→ Exercise text:

==============================

Edinburgh Fringe Review: The Pigeon King: A One-Man Ornithological Opera

Every August, the Edinburgh Fringe mutates into a festival where thousands of ambitious, sleep-deprived performers descend upon Scotland to demand our attention. Some bring stories about grief, or climate change, or their latest break-up. A brave few attempt to do all three. And then there’s The Pigeon King: A One-Man Ornithological Opera, which I stumbled into by mistake after confusing “Free show, free biscuits!” with a legitimate selling point. I did not receive biscuits. I did, however, receive 58 minutes of a grown man cooing at the ceiling.

The premise—if we can stretch the word “premise” over this rickety cage of feathers—is simple: one man, armed only with a velvet cape, a smoke machine that clearly hasn’t worked properly for years, and the misplaced confidence of a birdwatcher with a flair for the dramatic, tells the story of King Alfonse, a monarch who ruled over pigeons. Not metaphorical pigeons, mind you. Actual pigeons. Except, of course, there are no pigeons, because hiring birds is expensive and unhygienic. Instead, our performer, Sanger Thistle (yes, that is his real name, and yes, he told us four times), plays every pigeon himself. He does this through interpretive flapping, occasional squatting, and long sequences of guttural noises that can best be described as a man chewing a squeaky dog’s toy while remembering his divorce.

Opera is maybe not how this show should be described. There is music, in the sense that Nigel occasionally belts fragments of Italian words over a backing track. He has, to his credit, memorised at least two lines of Verdi, which he deploys whenever the going gets sticky (i.e. every nine or ten minutes). By the third time he shouted “Vincerò!” while clutching a stuffed pigeon from Poundland, the audience began to wonder whether victory was truly within reach, or if we’d all lost in some deeper, cosmic sense.

==============================

→ Tasks to perform:
1 – In the Fringe review, what mix-up led the reviewer to end up at The Pigeon King?
2 – Repeat the passage of the Fringe review from "Edinburgh Fringe Review: The" up to and including "at the ceiling.".
3 – Write the next part of the review of The Pigeon King, picking up after its last sentence.
The rows have nothing to do with the Fringe review above.

(Point localization data)
==============================

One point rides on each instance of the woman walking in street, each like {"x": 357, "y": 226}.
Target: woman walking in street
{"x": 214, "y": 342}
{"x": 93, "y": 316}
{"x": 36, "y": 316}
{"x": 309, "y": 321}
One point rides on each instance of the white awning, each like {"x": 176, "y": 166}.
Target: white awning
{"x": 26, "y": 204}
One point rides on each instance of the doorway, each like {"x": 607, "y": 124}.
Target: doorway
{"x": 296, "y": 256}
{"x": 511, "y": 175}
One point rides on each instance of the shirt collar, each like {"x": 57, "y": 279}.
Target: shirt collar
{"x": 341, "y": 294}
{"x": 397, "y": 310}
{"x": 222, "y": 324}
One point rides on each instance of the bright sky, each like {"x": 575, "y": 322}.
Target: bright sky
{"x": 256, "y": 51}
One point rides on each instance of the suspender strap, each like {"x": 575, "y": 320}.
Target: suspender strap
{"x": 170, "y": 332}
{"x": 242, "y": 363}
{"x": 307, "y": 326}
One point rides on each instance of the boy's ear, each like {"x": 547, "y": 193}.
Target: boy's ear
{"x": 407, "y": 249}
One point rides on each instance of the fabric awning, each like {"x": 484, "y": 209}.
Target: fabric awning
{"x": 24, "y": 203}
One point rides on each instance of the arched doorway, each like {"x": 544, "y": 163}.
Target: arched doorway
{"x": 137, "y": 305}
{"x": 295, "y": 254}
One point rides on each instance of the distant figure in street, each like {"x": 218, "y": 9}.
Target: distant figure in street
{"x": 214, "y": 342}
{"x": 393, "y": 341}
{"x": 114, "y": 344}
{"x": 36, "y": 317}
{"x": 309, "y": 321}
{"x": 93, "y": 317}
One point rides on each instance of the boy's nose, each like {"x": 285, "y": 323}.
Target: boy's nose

==============================

→ Responses by task:
1 – The reviewer mistook "Free show, free biscuits!" for a legitimate selling point.

2 –
Edinburgh Fringe Review: The Pigeon King: A One-Man Ornithological Opera

Every August, the Edinburgh Fringe mutates into a festival where thousands of ambitious, sleep-deprived performers descend upon Scotland to demand our attention. Some bring stories about grief, or climate change, or their latest break-up. A brave few attempt to do all three. And then there’s The Pigeon King: A One-Man Ornithological Opera, which I stumbled into by mistake after confusing “Free show, free biscuits!” with a legitimate selling point. I did not receive biscuits. I did, however, receive 58 minutes of a grown man cooing at the ceiling.

3 –
There are moments of audience interaction, naturally—this is Fringe law. Nigel selected an unfortunate man in the front row to play “The Enemy Hawk.” The man was handed a paper beak, asked to hiss menacingly, and then promptly ignored for the rest of the performance. Later, we were instructed to join in the “pigeon chorus,” which involved clapping out of time while Nigel rolled on the floor. If art is about shared experience, then certainly, we all experienced something we can never erase from memory, no matter how much therapy we pursue.

The show ends—mercifully, though not quickly—with Nigel ascending a stepladder and declaring himself “Lord of Trafalgar Square.” He then released a single balloon in the shape of a pigeon, which promptly got caught in the lighting rig. Symbolic, perhaps, of ambition meeting reality, or simply of poor balloon-handling skills.

Is The Pigeon King good? That depends on your definition of good. If good means technically competent, thoughtfully executed, or even vaguely entertaining, then no. If good means an unforgettable fever dream that will haunt you every time you pass a bird feeder, then yes, it’s a triumph.

Three stars. One for effort, one for the cape, and one for the sheer audacity of charging £12 for something that smelled faintly of damp feathers.